[DOCUMENT]
————

Address
- 31301 Evergreen Road Beverly Hills, Oakland, Michigan, 48025 United States
- Coordinates: 42°31′04.4″N 83°14′40.0″W﻿ / ﻿42.517889°N 83.244444°W

District information
- Type: Public school district
- Motto: Be bold. Be brilliant. Be Birmingham.
- Grades: Prekindergarten-12
- Superintendent: Dr. Embekka Roberson
- Schools: 13
- Budget: $211,539,000 2022-2023 expenditures
- NCES District ID: 2605850

Students and staff
- Students: 7,424 (2024-2025)
- Teachers: 496.76 (on an FTE basis) (2024-2025)
- Staff: 1,246.81 FTE (2024-2025)
- Student–teacher ratio: 14.94 (2024-2025)

————

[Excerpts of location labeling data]
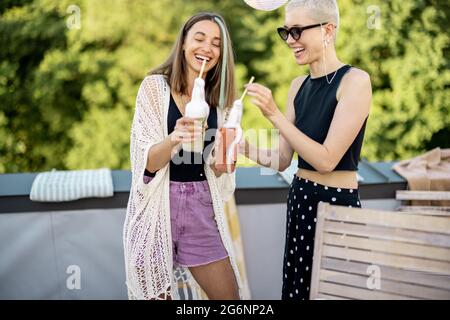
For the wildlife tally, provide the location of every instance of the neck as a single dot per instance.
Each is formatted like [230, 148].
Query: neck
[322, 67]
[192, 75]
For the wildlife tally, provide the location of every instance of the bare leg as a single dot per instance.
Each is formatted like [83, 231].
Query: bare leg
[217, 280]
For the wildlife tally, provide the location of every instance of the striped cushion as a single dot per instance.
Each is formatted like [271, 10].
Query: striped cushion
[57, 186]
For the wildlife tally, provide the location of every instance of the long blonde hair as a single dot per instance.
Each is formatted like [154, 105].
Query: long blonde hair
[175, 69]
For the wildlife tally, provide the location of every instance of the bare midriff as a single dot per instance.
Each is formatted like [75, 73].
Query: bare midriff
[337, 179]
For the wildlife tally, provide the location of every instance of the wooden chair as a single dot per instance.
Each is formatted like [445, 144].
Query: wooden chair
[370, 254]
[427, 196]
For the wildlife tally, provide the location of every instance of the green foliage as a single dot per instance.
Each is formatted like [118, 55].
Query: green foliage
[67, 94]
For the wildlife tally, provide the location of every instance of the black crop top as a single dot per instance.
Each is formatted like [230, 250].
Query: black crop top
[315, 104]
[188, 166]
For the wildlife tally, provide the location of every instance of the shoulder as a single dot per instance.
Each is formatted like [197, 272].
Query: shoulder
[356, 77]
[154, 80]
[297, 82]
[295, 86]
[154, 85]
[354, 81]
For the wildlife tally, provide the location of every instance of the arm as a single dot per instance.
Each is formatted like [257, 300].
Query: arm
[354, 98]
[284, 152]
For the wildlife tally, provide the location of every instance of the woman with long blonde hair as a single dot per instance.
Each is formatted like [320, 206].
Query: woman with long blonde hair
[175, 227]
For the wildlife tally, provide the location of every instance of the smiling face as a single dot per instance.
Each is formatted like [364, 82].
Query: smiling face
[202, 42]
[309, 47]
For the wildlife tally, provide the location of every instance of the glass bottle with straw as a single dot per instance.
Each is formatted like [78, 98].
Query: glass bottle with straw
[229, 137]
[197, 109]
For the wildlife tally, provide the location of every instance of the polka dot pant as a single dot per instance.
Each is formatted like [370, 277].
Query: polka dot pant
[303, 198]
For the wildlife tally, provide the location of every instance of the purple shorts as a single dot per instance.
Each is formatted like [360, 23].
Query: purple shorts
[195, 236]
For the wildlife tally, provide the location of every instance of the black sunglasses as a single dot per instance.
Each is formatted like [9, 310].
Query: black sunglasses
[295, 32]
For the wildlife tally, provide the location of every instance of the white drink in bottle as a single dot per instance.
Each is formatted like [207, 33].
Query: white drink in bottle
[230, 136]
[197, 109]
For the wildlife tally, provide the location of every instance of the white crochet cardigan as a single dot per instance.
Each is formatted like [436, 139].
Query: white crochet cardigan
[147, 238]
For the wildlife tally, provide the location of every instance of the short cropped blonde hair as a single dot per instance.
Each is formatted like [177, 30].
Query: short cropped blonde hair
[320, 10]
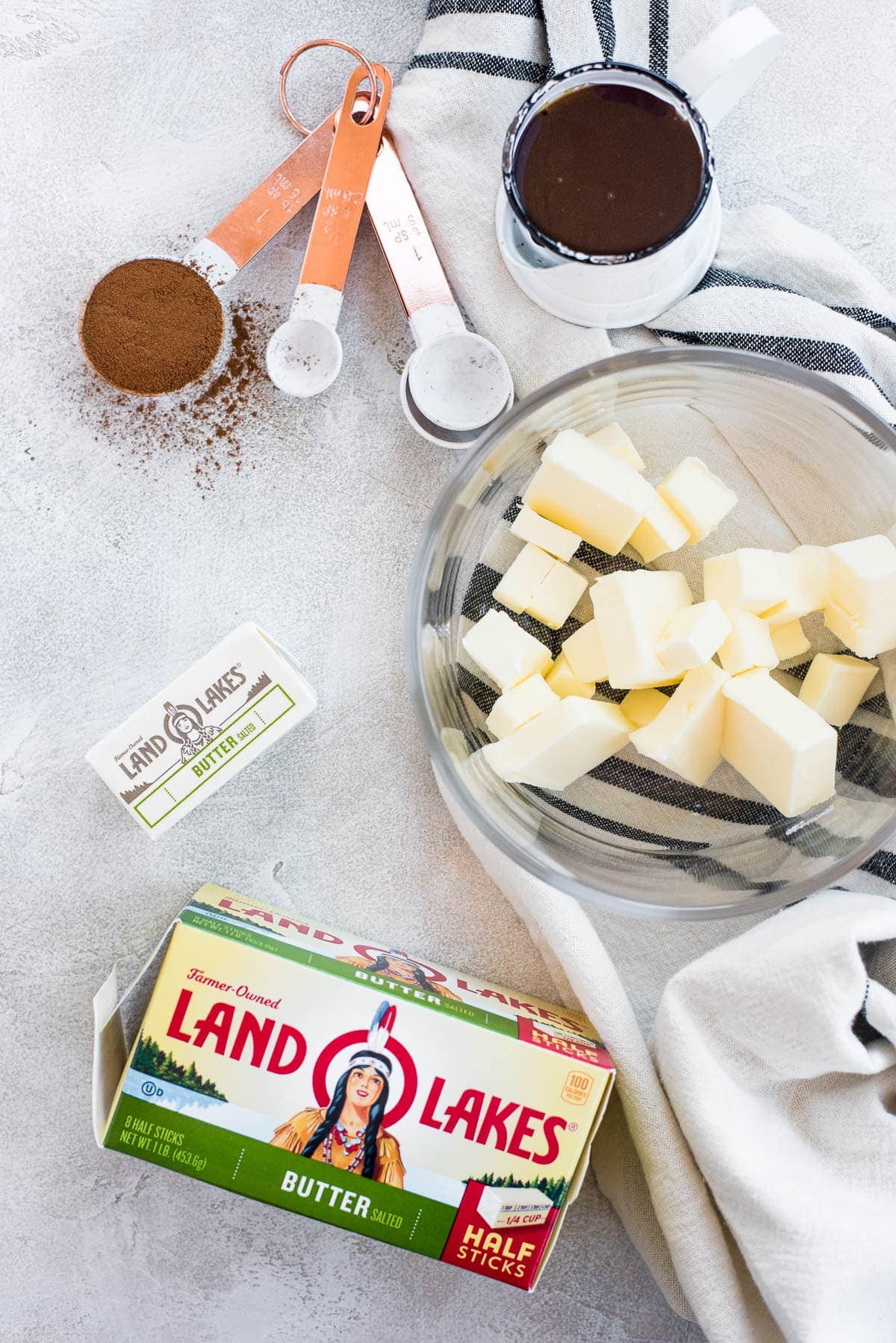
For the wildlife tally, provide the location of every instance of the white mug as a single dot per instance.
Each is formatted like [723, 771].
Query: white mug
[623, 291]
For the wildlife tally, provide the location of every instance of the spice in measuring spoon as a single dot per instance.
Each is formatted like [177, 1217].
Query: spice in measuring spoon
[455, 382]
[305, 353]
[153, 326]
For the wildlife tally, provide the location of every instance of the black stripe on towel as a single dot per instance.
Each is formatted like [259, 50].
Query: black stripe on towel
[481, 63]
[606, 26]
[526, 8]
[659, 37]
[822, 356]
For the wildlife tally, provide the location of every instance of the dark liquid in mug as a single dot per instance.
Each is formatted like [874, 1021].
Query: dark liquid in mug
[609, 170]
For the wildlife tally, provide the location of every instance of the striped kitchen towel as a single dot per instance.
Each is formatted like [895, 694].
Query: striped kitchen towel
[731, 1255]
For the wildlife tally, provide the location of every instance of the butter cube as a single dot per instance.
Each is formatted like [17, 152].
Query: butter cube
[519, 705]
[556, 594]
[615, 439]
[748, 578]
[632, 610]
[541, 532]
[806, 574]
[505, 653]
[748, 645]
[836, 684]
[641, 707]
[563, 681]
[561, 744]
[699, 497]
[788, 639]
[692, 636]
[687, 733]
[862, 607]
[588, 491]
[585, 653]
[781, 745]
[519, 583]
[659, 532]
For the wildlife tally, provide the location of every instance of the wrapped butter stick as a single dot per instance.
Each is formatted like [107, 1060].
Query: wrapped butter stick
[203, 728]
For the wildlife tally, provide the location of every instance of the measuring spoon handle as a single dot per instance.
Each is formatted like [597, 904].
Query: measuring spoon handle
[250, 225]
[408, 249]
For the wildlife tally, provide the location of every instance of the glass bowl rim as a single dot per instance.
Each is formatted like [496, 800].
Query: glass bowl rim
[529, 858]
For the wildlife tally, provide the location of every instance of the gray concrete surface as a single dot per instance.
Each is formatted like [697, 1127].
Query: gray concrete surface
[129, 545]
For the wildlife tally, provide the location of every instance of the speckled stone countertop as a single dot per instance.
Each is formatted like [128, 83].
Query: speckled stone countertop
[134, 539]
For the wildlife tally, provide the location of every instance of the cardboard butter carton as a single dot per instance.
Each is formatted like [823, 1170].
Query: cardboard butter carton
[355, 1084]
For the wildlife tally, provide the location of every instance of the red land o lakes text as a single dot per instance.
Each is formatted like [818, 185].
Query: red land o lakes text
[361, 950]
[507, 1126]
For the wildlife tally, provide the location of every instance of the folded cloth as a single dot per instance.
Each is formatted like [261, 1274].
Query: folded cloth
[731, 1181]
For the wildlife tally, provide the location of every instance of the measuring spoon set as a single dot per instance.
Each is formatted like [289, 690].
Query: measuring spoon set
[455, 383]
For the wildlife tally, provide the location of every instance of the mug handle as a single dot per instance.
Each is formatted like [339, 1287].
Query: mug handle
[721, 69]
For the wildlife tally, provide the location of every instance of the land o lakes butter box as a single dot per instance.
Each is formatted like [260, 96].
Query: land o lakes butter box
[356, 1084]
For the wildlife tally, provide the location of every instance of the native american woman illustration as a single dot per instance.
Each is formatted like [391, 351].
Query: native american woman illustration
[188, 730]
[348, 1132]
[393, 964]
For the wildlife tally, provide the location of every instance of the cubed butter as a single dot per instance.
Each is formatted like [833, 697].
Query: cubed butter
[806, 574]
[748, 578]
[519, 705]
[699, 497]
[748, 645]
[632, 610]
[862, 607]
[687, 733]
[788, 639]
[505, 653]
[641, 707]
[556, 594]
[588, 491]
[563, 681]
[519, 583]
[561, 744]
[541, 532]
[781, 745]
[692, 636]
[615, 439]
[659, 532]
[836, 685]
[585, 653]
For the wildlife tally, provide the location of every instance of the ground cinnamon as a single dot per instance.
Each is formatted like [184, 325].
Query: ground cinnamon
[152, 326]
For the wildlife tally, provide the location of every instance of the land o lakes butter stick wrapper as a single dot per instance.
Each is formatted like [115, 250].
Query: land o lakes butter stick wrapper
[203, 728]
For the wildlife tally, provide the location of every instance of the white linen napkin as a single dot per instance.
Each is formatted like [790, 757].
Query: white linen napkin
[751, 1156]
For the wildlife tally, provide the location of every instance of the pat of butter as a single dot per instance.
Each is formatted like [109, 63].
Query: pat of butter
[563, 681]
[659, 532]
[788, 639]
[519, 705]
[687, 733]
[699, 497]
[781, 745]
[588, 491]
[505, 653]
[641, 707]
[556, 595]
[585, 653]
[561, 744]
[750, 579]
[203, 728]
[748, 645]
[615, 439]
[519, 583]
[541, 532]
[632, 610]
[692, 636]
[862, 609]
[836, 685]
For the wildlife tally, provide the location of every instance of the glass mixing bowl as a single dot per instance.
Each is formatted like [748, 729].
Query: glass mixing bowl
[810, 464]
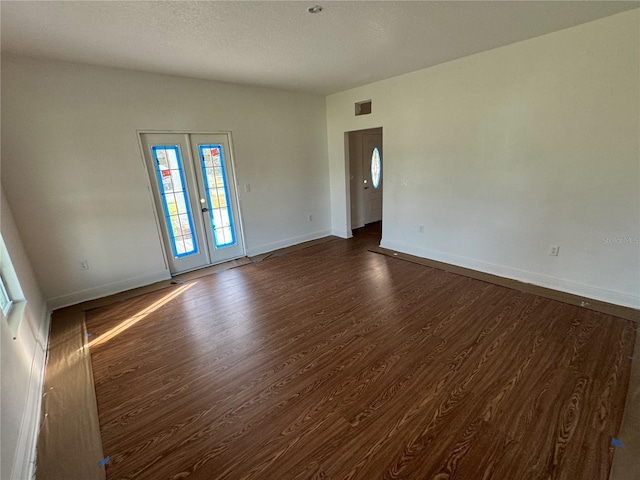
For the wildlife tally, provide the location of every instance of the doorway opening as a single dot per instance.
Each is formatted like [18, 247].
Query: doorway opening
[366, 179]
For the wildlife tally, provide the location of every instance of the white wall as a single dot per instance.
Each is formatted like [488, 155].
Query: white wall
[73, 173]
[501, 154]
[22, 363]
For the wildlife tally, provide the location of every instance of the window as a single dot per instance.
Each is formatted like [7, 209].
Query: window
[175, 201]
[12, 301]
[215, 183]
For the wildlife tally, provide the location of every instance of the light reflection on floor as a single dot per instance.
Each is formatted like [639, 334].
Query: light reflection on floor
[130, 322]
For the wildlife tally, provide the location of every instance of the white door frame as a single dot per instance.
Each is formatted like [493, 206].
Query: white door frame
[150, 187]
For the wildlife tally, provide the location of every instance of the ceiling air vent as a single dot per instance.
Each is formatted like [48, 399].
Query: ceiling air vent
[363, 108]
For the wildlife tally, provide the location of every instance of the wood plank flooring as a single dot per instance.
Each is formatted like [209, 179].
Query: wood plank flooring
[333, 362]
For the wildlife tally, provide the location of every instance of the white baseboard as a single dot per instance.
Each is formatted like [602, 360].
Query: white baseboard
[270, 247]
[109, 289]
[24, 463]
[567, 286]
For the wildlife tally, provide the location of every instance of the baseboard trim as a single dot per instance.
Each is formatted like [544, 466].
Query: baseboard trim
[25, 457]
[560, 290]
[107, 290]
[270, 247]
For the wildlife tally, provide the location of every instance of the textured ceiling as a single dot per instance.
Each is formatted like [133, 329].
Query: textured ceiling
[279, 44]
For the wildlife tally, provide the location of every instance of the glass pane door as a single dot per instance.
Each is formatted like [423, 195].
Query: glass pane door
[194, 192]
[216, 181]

————

[REQUESTS]
1. In the school district profile, who is listed as superintendent?
2. Write out the school district profile word for word, starting at "- Grades: Prekindergarten-12" and ending at "FTE basis) (2024-2025)".
3. Extend the school district profile by writing the section that comes after its final line.

[EXPECTED ANSWERS]
1. Dr. Embekka Roberson

2.
- Grades: Prekindergarten-12
- Superintendent: Dr. Embekka Roberson
- Schools: 13
- Budget: $211,539,000 2022-2023 expenditures
- NCES District ID: 2605850

Students and staff
- Students: 7,424 (2024-2025)
- Teachers: 496.76 (on an FTE basis) (2024-2025)

3.
Other information
- Website: www.birmingham.k12.mi.us

= Birmingham Public Schools =

School district in Michigan, United States

Birmingham Public Schools is a public school district in Metro Detroit in the U.S. state of Michigan, serving Birmingham, Bingham Farms, Beverly Hills, Franklin, and portions of Bloomfield Hills, Bloomfield Township, Southfield, Troy, and West Bloomfield. (Note: The district also includes a small portion of Royal Oak which is completely industrialized and has no residential areas.). The district is free to students who live within the district, and tuition-based programs are available to students outside of the district.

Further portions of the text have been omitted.